ABOUT THIS TASK.
Set down word for word the part of the research summary that runs from "Haplotype assembly was" up to and including "a solid framework.".

STUDY TEXT.
=====

Past Research Studies
Orthology and phylogeny inference at scale, along with their applications, are my main research interests. I have developed methods and written software in the field of comparative genomics, aiming to enable evolutionary analysis at the scale of the Tree of Life. I contributed to the development of Read2Tree, a fast and accurate method for inferring phylogenies from sequencing reads. I am also the first author of FastOMA, a tool for accurately identifying orthologous genes by distinguishing them from paralogs. This tool makes a significant impact in orthology prediction and addressing the challenges of growing large- scale genomic data.
Haplotype assembly was the main focus of my PhD, leading to five first-author and two second-author publications. I have developed software for estimating haplotype blocks from single nucleotide variants (SNVs) called from DNA sequencing reads. In one project, I benefited from low-rank matrix recovery in haplotype estimation and applied it to human sequencing data. In another project, I studied hexaploid sweet potato (Ipomoea batatas) using a 10X Genomics linked-read dataset, which resulted in long and accurate haplotypes. A longstanding problem in the field was understanding the limitations of the Minimum Error Correction (MEC) approach in haplotype assembly, for which I developed a solid framework.

=====

DATA EXCERPTS.
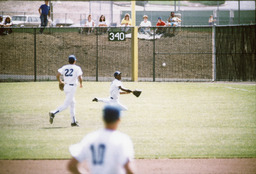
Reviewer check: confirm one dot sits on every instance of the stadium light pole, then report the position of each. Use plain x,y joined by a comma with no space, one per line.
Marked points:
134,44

=====

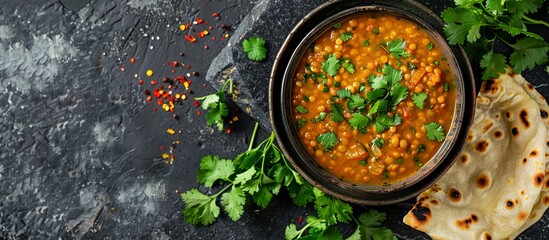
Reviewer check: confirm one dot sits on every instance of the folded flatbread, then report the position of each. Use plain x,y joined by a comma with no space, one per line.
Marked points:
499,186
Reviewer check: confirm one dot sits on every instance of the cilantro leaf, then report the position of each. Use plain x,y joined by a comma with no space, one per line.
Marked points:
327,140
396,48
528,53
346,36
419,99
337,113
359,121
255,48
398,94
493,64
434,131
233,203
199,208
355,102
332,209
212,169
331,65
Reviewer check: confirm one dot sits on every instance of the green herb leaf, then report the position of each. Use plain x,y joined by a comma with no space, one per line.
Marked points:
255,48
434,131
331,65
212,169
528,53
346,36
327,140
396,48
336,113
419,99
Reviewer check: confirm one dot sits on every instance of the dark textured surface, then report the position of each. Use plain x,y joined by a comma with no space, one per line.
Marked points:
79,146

=====

REPLY.
Haplotype assembly was the main focus of my PhD, leading to five first-author and two second-author publications. I have developed software for estimating haplotype blocks from single nucleotide variants (SNVs) called from DNA sequencing reads. In one project, I benefited from low-rank matrix recovery in haplotype estimation and applied it to human sequencing data. In another project, I studied hexaploid sweet potato (Ipomoea batatas) using a 10X Genomics linked-read dataset, which resulted in long and accurate haplotypes. A longstanding problem in the field was understanding the limitations of the Minimum Error Correction (MEC) approach in haplotype assembly, for which I developed a solid framework.